**** INPUT FOR THIS TASK

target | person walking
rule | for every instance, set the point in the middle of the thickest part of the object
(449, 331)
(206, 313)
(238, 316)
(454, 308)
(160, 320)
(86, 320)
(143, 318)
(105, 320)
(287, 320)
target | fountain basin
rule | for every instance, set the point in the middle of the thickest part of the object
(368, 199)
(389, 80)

********
**** INPUT FOR THIS TASK

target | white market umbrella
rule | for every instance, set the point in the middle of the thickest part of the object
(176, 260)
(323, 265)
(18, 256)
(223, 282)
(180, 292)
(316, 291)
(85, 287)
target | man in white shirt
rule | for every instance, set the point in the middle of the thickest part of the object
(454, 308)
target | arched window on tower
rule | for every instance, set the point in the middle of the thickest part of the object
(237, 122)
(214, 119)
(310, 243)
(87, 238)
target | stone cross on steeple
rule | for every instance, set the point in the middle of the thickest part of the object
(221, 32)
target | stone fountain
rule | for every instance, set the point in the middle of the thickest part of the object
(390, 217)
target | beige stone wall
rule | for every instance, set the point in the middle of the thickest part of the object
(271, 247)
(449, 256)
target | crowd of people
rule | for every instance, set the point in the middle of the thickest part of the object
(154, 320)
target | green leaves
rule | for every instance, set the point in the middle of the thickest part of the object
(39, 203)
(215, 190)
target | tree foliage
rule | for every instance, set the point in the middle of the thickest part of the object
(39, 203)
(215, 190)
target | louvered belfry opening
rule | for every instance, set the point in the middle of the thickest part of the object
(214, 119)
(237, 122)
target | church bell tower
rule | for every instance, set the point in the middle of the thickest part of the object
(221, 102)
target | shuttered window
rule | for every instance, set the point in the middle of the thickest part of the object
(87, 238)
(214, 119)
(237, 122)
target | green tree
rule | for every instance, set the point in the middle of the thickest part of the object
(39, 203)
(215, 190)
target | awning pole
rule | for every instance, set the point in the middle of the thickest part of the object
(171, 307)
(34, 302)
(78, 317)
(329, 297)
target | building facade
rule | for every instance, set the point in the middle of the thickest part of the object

********

WORK ITEM
Return every line of the preceding records in which the word "green" appears.

RESPONSE TO THE TASK
target | green leaves
target | green tree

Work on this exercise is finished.